===== Data lines

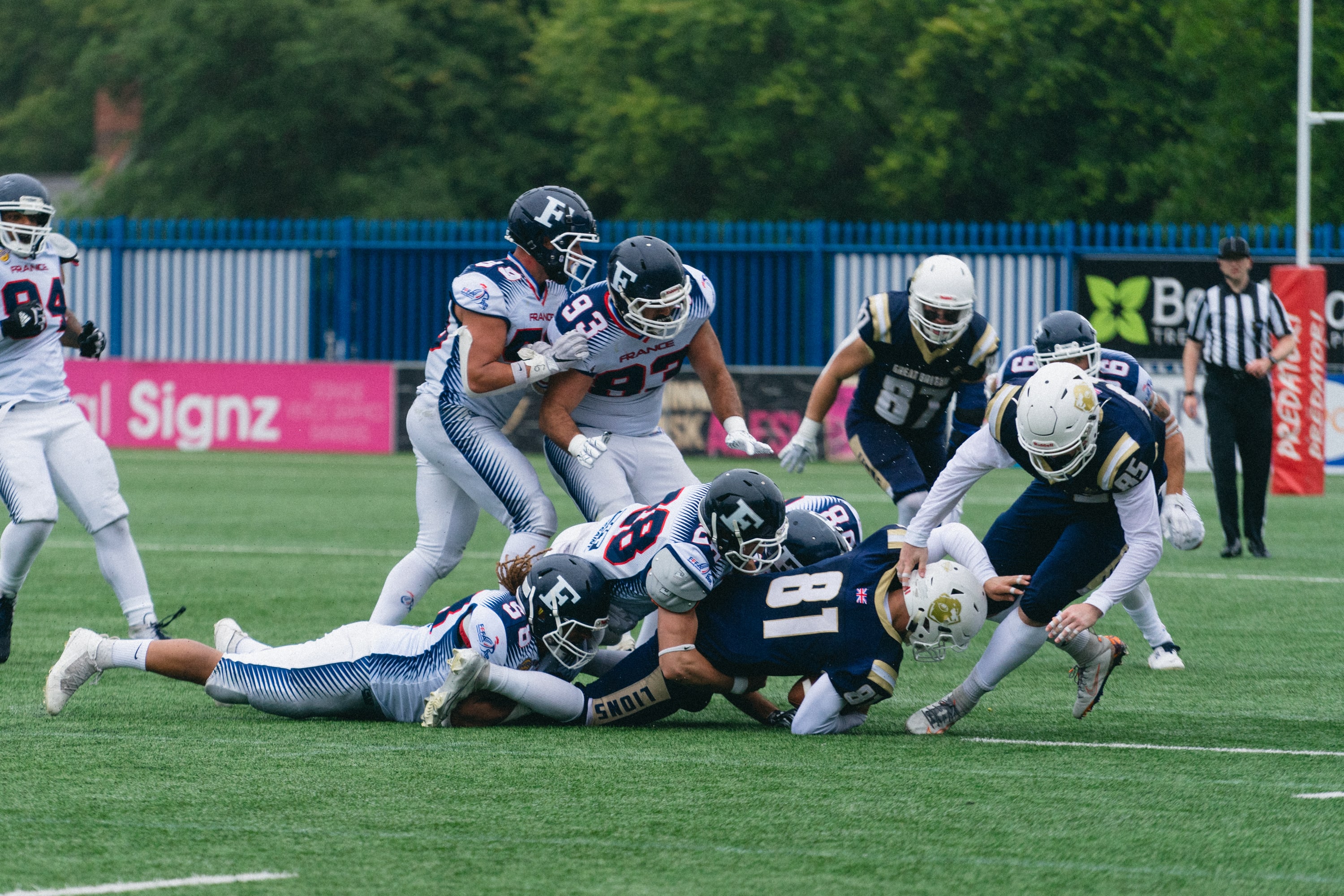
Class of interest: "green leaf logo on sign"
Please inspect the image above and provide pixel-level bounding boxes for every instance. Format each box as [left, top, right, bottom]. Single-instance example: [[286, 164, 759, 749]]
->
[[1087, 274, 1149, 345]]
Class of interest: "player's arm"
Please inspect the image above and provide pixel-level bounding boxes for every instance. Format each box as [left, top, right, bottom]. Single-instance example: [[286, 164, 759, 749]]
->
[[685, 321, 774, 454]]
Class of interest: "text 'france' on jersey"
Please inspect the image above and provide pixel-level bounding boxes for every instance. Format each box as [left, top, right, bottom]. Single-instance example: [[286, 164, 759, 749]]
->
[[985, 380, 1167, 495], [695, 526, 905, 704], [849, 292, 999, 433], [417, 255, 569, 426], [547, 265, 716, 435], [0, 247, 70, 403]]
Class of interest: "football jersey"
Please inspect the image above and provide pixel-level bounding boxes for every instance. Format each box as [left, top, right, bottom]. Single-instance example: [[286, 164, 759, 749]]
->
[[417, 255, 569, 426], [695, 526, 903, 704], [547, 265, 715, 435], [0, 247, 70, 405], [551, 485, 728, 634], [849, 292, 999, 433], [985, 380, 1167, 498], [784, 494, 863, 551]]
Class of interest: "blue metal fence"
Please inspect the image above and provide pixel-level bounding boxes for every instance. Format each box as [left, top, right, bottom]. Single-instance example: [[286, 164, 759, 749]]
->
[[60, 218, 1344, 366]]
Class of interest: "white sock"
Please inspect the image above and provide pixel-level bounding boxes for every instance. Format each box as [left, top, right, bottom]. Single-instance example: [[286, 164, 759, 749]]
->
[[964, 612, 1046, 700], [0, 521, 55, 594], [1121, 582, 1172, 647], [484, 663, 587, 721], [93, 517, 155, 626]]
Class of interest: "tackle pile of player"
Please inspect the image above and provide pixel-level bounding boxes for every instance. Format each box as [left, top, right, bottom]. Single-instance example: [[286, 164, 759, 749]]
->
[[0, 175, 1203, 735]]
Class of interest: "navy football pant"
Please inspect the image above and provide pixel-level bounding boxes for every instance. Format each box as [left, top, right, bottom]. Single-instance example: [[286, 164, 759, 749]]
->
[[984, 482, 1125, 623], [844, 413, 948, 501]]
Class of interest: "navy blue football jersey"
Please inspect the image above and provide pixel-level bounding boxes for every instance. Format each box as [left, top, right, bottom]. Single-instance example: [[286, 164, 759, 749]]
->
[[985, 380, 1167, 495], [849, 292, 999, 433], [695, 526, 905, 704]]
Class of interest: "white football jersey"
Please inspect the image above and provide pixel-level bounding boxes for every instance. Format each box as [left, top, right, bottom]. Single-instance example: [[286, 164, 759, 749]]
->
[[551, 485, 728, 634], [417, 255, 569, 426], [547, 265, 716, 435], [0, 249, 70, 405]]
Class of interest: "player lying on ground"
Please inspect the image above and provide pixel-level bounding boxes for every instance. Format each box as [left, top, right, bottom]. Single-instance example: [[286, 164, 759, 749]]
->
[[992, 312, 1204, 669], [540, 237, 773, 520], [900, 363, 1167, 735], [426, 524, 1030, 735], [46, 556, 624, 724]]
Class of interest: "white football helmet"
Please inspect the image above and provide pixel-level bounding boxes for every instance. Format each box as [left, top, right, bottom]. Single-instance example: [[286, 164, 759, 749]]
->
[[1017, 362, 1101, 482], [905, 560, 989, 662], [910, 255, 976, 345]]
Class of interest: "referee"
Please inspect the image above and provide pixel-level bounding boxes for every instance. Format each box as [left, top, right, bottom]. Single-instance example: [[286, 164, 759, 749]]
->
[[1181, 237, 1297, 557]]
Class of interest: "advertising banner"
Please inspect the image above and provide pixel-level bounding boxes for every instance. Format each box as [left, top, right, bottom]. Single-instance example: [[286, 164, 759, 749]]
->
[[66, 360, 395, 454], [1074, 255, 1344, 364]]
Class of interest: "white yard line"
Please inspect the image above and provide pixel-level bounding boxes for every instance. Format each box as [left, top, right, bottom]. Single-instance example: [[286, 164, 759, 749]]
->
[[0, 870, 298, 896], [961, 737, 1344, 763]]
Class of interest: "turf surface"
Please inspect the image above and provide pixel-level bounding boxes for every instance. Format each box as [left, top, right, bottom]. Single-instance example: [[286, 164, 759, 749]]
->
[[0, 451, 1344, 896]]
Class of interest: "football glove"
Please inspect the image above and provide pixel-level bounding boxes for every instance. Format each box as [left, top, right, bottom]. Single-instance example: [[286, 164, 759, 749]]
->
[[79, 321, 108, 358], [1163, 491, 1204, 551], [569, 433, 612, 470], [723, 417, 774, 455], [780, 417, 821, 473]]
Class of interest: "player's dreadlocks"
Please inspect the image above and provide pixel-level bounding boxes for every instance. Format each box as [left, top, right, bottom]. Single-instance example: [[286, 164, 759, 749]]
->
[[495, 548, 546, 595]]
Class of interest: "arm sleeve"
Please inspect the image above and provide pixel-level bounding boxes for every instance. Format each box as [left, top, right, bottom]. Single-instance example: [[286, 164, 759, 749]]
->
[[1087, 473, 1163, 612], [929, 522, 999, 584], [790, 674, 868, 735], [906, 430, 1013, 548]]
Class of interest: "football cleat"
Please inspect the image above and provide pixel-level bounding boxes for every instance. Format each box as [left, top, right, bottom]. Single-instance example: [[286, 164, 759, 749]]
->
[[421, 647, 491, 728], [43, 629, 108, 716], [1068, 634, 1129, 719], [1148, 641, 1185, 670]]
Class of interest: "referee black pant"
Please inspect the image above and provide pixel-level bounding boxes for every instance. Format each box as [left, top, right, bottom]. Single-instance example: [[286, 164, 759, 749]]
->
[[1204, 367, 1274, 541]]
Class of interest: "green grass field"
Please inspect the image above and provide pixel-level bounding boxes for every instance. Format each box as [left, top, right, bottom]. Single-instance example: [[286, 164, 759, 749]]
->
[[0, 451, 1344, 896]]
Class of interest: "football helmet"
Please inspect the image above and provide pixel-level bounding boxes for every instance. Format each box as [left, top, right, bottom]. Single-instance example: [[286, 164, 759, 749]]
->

==========

> [What to do] Report each line of the items above that contains the string "navy", reproducing the whole line. Count only matches with the same case.

> [Answer to the problem]
Class of interest: "navy football pant"
Class of interest: "navy blue football jersey"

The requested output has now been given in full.